▸ **TASK TO COMPLETE**
Reproduce the stretch of the PromQL notes from "delta — absolute" through "sum(rate(container_cpu_usage_seconds_total[1m])) by (namespace)" word for word.

▸ **PASSAGE TO READ**
--- --- ---

- Key functions — rate, irate, increase, histogram_quantile, absent, absent_over_time, delta, predict_linear, age
- Aggregations — sum, count, topk, by/without, quantile_over_time, bool, offset
- Label manipulation — label_replace, label_join
- Useful queries — CPU %, pod restarts, error rate, SLO, memory, network by AZ, nodegroup, cardinality
- Relabeling tricks — drop metrics, series, labels
- Pre-commit validation — promtool, pint
- Architecture — agent mode, VictoriaMetrics, Thanos, Mimir
- Tools
Key functions
rate vs irate
rate calculates per-second increase averaged over the whole range. Use it for alerts and graphs — it’s smoother.
irate only looks at the last two data points. Very responsive but noisy. Avoid for alerting.
rate(http_requests_total[5m])
irate(http_requests_total[5m])
increase — total increase over the range. Only use for display, not for alerts. Use rate for alerts.
increase(process_cpu_seconds_total[15m])
histogram_quantile — must apply rate first, then aggregate buckets, then quantile.
histogram_quantile(0.95,
rate(request_duration_seconds_bucket{status_code="401"}[10m])
)
absent — returns 1 with labels from the selector if no time series match. Use it to alert on missing metrics.
absent(up{job="node"})
predict_linear — least-squares prediction. Good for disk-full alerts.
predict_linear(node_filesystem_free_bytes[4h], 3600)
delta — absolute change over the interval. For gauges only, not counters.
delta(node_memory_MemFree_bytes[1h])
absent_over_time — like absent, but fires when a range vector is entirely empty. Useful for detecting metric gaps, not just missing series.
absent_over_time(up{job="node"}[5m])
age calculation — how long since something last succeeded:
time() - batch_last_success_timestamp_seconds
Aggregations
sum(rate(container_cpu_usage_seconds_total[1m])) by (namespace)
count(up{job="demo"})
topk(5, sum(...) by (namespace))
bottomk(5, topk(6, pid_usage)) # top 5 excluding the single highest
without excludes listed labels, by keeps only listed labels:
sum without(cpu)(rate(node_cpu_seconds_total{mode="idle"}[5m]))

--- --- ---

▸ **DATASET EXCERPTS**

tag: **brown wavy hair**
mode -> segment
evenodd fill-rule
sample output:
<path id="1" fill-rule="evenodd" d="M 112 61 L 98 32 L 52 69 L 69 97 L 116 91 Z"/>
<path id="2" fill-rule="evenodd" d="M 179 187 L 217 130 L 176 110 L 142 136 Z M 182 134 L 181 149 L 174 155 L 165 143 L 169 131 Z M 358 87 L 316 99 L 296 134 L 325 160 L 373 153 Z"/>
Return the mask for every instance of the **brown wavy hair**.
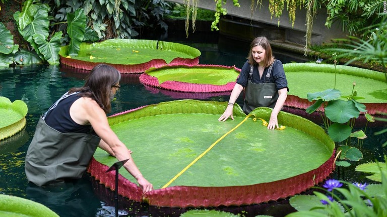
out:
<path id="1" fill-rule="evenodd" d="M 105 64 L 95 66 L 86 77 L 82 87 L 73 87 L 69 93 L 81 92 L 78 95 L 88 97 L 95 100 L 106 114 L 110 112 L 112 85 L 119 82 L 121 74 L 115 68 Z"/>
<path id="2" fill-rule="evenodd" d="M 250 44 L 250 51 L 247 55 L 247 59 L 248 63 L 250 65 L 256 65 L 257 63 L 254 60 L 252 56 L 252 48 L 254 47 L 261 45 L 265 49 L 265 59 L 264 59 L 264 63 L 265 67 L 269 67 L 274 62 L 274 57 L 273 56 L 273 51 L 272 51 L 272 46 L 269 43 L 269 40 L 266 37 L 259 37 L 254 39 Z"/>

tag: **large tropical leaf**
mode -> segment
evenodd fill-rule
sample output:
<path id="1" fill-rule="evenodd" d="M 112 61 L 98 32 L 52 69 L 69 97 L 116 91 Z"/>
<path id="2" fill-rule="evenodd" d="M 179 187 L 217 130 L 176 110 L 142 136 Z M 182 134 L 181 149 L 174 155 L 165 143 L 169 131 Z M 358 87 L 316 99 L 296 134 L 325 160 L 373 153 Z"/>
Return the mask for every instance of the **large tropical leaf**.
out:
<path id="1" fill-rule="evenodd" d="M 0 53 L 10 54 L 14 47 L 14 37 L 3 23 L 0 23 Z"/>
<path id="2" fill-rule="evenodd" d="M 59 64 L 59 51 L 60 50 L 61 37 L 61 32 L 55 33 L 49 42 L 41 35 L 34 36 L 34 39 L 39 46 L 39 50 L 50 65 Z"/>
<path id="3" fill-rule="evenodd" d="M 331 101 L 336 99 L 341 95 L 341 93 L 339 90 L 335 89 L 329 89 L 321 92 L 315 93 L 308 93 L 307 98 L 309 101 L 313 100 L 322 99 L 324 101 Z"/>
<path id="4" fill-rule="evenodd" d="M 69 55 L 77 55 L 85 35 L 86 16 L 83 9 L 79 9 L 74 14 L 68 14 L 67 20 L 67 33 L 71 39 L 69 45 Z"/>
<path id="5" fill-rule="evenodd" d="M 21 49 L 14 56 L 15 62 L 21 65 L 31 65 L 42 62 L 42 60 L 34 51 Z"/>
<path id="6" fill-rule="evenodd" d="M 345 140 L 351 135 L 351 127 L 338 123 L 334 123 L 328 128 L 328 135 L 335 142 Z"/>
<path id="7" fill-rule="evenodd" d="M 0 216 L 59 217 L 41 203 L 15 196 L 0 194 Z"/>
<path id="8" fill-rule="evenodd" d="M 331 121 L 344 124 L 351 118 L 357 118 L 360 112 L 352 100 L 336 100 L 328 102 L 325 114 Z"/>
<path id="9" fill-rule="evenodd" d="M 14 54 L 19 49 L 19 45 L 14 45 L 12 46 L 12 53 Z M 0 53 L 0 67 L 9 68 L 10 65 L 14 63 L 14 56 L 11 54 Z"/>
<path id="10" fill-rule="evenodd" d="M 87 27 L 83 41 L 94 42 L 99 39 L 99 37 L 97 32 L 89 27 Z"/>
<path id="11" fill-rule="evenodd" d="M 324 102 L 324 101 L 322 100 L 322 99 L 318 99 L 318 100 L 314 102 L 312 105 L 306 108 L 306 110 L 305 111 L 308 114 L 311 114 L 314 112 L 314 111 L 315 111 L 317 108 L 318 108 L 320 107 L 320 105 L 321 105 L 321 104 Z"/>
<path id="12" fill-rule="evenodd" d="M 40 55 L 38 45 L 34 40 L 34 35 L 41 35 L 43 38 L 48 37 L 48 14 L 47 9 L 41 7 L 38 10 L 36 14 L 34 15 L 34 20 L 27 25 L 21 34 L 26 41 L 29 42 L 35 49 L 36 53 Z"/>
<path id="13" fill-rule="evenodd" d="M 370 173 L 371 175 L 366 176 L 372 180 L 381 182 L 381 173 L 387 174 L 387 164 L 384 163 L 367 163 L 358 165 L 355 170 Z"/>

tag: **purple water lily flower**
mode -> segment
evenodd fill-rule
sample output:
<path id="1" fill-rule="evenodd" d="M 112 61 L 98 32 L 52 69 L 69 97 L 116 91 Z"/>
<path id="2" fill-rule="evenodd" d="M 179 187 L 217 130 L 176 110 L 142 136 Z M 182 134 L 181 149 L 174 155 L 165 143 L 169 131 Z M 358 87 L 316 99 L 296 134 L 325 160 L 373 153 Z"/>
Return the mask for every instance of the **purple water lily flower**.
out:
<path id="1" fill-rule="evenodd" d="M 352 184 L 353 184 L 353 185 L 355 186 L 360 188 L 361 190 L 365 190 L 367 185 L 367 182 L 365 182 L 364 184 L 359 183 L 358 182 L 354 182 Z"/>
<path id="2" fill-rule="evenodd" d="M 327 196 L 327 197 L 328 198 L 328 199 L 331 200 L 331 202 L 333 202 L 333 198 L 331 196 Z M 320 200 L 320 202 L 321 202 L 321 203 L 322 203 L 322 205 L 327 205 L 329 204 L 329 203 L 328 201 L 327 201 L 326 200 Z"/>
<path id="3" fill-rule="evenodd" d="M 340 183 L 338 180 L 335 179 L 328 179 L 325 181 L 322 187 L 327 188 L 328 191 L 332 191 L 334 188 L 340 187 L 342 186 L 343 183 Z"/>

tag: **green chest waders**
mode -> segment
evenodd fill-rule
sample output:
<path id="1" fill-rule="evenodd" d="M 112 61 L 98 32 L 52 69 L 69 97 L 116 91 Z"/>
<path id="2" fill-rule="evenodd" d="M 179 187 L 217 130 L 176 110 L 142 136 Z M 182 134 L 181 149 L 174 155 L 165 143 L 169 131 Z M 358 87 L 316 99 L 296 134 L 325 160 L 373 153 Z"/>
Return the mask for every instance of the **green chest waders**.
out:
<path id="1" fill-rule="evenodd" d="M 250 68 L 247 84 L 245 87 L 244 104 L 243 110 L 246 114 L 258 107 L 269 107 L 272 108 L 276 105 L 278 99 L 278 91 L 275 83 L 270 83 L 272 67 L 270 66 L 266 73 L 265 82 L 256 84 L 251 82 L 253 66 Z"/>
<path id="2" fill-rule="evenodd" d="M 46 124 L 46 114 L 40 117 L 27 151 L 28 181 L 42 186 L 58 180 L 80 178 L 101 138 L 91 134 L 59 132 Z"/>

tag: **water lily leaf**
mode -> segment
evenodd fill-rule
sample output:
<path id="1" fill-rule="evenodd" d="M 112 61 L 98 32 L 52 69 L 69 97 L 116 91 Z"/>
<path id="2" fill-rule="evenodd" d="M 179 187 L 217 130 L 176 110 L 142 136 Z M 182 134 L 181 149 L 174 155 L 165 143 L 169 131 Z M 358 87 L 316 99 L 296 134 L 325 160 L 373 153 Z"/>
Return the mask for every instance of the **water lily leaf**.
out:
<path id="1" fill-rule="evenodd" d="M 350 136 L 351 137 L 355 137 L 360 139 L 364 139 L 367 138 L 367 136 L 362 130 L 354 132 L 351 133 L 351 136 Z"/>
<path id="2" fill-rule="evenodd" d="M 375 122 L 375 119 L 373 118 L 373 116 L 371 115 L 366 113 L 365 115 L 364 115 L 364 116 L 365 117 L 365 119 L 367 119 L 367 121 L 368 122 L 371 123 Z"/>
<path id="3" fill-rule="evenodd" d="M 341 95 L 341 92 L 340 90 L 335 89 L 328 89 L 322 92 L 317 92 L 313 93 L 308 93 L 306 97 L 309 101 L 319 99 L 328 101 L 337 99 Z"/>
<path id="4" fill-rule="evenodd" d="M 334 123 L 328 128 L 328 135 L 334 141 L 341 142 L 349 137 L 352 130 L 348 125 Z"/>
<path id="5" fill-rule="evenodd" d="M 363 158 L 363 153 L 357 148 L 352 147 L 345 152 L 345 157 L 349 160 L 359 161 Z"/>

--- --- ---

▸ **REPLY**
delta — absolute change over the interval. For gauges only, not counters.
delta(node_memory_MemFree_bytes[1h])
absent_over_time — like absent, but fires when a range vector is entirely empty. Useful for detecting metric gaps, not just missing series.
absent_over_time(up{job="node"}[5m])
age calculation — how long since something last succeeded:
time() - batch_last_success_timestamp_seconds
Aggregations
sum(rate(container_cpu_usage_seconds_total[1m])) by (namespace)